• [Stated goal] All lines from the one with "of the chrome" to the end need to be copied exactly, with nothing before them.

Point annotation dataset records
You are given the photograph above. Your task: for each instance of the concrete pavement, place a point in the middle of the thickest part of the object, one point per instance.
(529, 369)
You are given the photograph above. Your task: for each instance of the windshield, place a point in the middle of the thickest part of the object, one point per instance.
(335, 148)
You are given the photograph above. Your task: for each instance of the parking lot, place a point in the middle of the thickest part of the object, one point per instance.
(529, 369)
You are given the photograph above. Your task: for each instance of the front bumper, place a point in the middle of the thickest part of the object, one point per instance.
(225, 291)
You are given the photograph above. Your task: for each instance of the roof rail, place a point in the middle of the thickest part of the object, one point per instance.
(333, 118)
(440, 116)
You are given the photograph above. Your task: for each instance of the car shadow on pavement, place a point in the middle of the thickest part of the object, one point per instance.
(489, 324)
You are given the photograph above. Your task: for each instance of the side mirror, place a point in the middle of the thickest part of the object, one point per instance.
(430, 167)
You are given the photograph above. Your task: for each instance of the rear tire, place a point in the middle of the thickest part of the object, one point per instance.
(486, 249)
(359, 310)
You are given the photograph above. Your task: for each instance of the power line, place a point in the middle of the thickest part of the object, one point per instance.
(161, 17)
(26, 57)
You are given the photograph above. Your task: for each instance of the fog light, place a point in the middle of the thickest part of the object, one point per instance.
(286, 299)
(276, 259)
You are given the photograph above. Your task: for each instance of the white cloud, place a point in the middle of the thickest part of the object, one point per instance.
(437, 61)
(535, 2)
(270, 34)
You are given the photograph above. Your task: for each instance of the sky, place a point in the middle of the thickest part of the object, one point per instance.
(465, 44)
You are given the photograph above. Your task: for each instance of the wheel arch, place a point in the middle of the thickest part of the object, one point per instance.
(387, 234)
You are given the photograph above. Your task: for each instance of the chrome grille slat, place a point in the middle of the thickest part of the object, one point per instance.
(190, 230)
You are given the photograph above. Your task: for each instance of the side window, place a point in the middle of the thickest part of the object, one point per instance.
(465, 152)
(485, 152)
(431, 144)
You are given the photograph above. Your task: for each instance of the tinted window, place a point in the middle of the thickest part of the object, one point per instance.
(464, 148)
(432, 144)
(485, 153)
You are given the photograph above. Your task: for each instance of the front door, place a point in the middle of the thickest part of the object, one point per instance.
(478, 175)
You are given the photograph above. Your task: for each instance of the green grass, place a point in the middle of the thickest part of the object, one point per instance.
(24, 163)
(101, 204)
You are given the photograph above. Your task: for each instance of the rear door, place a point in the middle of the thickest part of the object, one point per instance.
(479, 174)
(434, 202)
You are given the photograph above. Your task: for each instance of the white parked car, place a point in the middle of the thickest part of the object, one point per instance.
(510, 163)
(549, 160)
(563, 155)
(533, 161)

• [Exercise answer]
You are given the photograph above. Your task: for each instance of the chrome grille slat, place a point in the middle of the thickest part of the object, one point per instance.
(190, 230)
You are given the photograph above. Your task: for each instance of the side window, place a point in the middle of the thickest part of the object, one point per instance.
(465, 152)
(485, 152)
(431, 144)
You are given the photograph above. Your task: for each instance of the tinted window, place a point in the middle of the thickest part of the object, one point per instance.
(464, 148)
(432, 144)
(485, 153)
You are given the photograph above. Your task: for each instance of the front door, place a point in the middle of the thickest part of the object, one point per instance.
(478, 175)
You are given the photograph above. Your task: for each instance of the green grass, place a point in the middle of the thickest part of the object, one point per instance.
(24, 163)
(101, 204)
You are given the photograph above. Your task: for each instance of the rear door, place a point in the middle of the thickest part of the object, one point per instance.
(479, 174)
(434, 202)
You are given the photograph above. Your task: for each instance of the white parked car, place a point in the middle of the thickest part of the object, one point per instance.
(510, 163)
(549, 160)
(563, 155)
(533, 161)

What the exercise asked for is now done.